Data shown:
--- START ---

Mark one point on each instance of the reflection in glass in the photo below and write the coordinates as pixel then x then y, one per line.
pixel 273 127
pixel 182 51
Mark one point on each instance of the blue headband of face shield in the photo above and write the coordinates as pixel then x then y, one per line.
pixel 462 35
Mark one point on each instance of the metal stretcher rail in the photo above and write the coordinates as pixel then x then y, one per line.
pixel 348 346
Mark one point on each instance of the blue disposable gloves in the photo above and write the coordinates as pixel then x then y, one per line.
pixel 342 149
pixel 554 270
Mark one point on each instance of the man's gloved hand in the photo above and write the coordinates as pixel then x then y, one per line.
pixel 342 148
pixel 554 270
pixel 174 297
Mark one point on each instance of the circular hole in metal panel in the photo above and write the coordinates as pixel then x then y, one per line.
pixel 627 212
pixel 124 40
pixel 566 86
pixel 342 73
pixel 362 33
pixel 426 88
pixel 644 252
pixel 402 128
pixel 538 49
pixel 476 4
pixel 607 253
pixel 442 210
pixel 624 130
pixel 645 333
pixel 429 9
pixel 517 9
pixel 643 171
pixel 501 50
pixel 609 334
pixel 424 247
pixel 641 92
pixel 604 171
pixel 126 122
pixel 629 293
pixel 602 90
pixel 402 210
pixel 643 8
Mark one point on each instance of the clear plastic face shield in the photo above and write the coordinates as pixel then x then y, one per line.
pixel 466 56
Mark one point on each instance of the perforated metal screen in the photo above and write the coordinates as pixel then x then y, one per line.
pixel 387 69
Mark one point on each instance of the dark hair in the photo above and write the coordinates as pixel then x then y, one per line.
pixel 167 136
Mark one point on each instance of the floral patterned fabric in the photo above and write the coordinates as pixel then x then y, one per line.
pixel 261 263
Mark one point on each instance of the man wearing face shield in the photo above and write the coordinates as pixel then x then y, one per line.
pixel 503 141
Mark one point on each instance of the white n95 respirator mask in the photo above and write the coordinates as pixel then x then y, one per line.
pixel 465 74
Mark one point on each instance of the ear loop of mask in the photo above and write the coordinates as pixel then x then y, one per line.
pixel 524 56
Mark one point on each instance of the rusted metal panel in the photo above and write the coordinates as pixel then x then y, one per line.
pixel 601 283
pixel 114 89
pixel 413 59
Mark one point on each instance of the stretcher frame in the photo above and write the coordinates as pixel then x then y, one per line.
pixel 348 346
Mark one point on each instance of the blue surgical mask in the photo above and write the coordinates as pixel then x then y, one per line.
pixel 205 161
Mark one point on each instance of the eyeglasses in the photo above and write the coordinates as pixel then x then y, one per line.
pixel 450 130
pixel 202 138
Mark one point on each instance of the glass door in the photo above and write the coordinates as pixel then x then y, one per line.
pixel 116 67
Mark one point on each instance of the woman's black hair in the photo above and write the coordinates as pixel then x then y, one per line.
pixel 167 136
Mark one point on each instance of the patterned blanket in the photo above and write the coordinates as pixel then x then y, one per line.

--- END ---

Task directions: All that is needed is the material, repeated exactly.

Answer box:
Mark one point on each instance of the reflection in glass in the photo below and write the coordinates as pixel then x then y, one per line.
pixel 273 127
pixel 182 51
Mark one point on each instance of the blue headband of face shield in the photo above and write the coordinates as pixel then x then y, one per line.
pixel 462 35
Mark one point on each instance of the metal stretcher rail in the photo above and write the coordinates as pixel then x then y, one per line.
pixel 348 346
Mark one point on each instance of the blue disposable gloves in the photo above and write the coordinates as pixel then x then y, one per line.
pixel 342 149
pixel 554 270
Mark one point on each instance of the man's gloved hand in the photo above and write the coordinates as pixel then x then y, one per line.
pixel 342 148
pixel 554 270
pixel 174 297
Mark one point on each instance of the circular hole in metal panel in the photo above and write the coordinates as pixel then x then y, one per line.
pixel 627 212
pixel 124 40
pixel 566 86
pixel 342 73
pixel 362 33
pixel 426 88
pixel 644 252
pixel 402 128
pixel 538 49
pixel 476 4
pixel 607 253
pixel 442 210
pixel 624 130
pixel 645 333
pixel 429 9
pixel 517 9
pixel 643 171
pixel 501 50
pixel 609 334
pixel 424 247
pixel 641 92
pixel 604 171
pixel 126 122
pixel 629 293
pixel 602 90
pixel 402 210
pixel 643 8
Mark one point on each instance of the clear plastic face shield in the photo above and write the coordinates as pixel then x then y, one per line.
pixel 466 56
Mark one point on each instance of the perforated metal screen in the photo above and write the coordinates as pixel then x then y, one per line.
pixel 387 69
Mark one point on each instance of the dark hair in the photo above and write the coordinates as pixel then x then y, one per line.
pixel 167 136
Mark one point on each instance of the floral patterned fabric in the photo above and write the coordinates as pixel then x then y, one per line.
pixel 261 263
Mark one point on each instance of the man wearing face shield in the photo above and write the coordinates as pixel then x then y, one per line.
pixel 503 141
Mark one point on each instance of the white n95 respirator mask in the photo above and write the coordinates as pixel then x then y, one per line.
pixel 465 74
Mark one point on each instance of the ear loop of mask in the photo above and write the coordinates as pixel then x then y, one per line.
pixel 524 56
Mark one point on each instance of the rusted metal panel in the photo above and write the coordinates as pixel then x then y, one per line.
pixel 601 283
pixel 114 89
pixel 413 59
Mark one point on each instance of the stretcher frame in the photo above and write the coordinates as pixel then x then y, one per line.
pixel 348 346
Mark one point on each instance of the blue surgical mask in the photo above and write the coordinates as pixel then x then y, one per line.
pixel 205 161
Mark one point on each instance of the eyeglasses in the photo above and write the coordinates as pixel then x then y, one per line.
pixel 450 130
pixel 202 138
Mark one point on each instance of the glass door in the photo above and write the coordinates as pixel then x then y, one per line.
pixel 116 67
Mark one point on each instance of the woman's black hair in the photo above and write the coordinates as pixel then x then y, one per line.
pixel 167 136
Mark one point on each instance of the patterned blanket in the photo above and write the coordinates as pixel then x then y, one per line.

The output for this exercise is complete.